━━━━━ Records supplied ━━━━━

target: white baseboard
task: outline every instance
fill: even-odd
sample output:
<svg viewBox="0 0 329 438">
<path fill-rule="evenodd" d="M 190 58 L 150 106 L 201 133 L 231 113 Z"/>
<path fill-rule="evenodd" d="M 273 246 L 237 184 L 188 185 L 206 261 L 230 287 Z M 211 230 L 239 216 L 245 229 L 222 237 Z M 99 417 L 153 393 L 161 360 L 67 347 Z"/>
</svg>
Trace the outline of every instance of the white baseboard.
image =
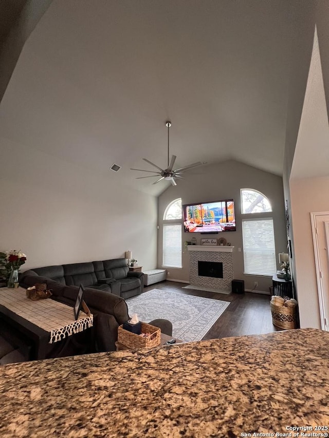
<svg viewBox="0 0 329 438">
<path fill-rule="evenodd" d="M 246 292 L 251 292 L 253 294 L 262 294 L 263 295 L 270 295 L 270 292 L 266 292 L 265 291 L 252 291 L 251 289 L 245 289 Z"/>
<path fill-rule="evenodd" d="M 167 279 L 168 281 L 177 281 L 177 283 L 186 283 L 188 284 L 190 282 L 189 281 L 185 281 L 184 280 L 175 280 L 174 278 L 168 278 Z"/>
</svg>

━━━━━

Please repeat the rows above word for word, leaving out the pictures.

target: white baseboard
task: outline every instance
fill: even-odd
sample output:
<svg viewBox="0 0 329 438">
<path fill-rule="evenodd" d="M 190 58 L 150 106 L 201 133 L 231 113 Z"/>
<path fill-rule="evenodd" d="M 273 246 L 237 184 L 188 185 L 206 261 L 230 287 Z M 211 230 L 239 216 L 245 229 L 222 237 Z M 99 417 L 153 393 L 161 360 L 67 347 Z"/>
</svg>
Trace the outline of every instance of the white baseboard.
image =
<svg viewBox="0 0 329 438">
<path fill-rule="evenodd" d="M 246 292 L 251 292 L 253 294 L 262 294 L 263 295 L 270 295 L 270 292 L 266 292 L 265 291 L 252 291 L 251 289 L 245 289 Z"/>
<path fill-rule="evenodd" d="M 167 279 L 168 281 L 177 281 L 177 283 L 186 283 L 188 284 L 190 282 L 189 281 L 185 281 L 184 280 L 175 280 L 174 278 L 168 278 Z"/>
</svg>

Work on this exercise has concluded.